**Written exercise**
Update the part of the records that runs from the line containing "Target: teeth" through the end, replacing "boy's" with "child's" and leaving everything else unchanged.

#### Provided data

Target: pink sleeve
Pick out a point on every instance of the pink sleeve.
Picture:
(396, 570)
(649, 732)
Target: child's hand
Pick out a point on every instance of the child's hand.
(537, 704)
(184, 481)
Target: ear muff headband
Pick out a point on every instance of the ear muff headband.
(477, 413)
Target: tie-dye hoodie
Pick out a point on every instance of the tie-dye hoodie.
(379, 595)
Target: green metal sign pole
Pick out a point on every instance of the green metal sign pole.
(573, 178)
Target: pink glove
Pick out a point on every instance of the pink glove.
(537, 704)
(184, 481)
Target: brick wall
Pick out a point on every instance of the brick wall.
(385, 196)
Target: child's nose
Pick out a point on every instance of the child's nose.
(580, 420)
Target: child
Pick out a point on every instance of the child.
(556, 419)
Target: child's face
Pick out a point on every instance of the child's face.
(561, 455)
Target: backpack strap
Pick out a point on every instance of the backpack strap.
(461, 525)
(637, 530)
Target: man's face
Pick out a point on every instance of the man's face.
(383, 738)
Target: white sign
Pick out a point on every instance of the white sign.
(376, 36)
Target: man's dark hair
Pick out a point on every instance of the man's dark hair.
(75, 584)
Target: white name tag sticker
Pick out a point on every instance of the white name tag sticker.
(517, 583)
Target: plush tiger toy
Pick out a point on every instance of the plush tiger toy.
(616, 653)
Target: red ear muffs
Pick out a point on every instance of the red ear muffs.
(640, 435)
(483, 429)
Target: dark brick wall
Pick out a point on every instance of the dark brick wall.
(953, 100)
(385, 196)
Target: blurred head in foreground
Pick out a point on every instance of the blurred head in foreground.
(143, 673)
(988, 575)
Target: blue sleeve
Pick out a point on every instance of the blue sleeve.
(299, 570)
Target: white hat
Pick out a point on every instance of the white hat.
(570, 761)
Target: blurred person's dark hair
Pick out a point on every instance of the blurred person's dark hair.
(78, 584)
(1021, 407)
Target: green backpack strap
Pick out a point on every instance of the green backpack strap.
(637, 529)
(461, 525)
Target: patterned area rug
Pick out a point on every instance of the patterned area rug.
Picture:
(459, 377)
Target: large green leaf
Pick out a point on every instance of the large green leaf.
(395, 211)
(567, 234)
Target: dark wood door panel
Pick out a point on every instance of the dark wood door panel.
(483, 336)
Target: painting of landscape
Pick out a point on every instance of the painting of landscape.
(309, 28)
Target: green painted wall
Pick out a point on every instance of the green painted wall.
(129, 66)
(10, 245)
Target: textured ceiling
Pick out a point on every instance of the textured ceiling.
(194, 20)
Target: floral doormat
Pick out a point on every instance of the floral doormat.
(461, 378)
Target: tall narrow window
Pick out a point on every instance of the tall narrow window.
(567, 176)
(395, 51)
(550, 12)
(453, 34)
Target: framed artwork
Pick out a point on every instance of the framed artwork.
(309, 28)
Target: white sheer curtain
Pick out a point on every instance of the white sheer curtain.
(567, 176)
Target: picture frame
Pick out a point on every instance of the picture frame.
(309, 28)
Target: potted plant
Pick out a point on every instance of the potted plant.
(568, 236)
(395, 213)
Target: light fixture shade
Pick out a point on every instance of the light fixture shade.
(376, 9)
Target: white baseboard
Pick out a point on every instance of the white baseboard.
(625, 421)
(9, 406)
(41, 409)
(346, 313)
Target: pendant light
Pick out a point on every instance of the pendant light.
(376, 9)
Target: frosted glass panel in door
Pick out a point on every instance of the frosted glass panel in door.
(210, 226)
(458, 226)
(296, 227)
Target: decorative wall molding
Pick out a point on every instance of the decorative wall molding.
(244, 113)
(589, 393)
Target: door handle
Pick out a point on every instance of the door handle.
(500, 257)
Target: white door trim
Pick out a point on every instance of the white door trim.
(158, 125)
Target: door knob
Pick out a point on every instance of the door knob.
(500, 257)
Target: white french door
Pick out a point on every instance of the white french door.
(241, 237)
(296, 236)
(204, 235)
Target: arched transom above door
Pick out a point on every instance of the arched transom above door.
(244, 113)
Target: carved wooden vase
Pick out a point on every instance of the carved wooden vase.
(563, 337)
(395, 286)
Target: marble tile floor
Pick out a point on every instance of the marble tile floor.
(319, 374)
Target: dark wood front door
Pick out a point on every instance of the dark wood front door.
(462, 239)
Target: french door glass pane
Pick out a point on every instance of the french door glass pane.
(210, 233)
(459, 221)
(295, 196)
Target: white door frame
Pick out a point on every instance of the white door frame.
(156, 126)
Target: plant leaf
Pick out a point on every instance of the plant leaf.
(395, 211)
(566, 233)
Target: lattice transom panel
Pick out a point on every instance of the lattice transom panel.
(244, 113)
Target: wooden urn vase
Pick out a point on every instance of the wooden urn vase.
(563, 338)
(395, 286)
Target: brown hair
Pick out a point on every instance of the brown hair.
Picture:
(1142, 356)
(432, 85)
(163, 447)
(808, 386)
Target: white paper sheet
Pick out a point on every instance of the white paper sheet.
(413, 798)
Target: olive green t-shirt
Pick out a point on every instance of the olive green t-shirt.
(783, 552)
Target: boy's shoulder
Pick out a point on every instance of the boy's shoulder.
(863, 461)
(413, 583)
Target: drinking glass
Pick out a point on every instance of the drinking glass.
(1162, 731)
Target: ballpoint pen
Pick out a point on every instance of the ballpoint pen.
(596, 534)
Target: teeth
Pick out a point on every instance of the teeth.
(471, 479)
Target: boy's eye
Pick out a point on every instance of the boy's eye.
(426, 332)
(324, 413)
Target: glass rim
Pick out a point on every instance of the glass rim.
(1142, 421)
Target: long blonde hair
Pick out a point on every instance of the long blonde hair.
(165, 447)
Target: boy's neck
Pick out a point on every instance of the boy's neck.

########

**Answer in full**
Target: teeth
Pick out a point on every instance of the teeth.
(471, 479)
Target: child's eye
Pick out a point on every instance of the child's eye.
(426, 332)
(324, 413)
Target: glass rim
Pick out a point on every instance of the glass rim.
(1142, 421)
Target: long blonde hair
Pick out a point on every instance of the long blonde hair.
(165, 447)
Target: child's neck
Pick out a point on every instance of the child's neck.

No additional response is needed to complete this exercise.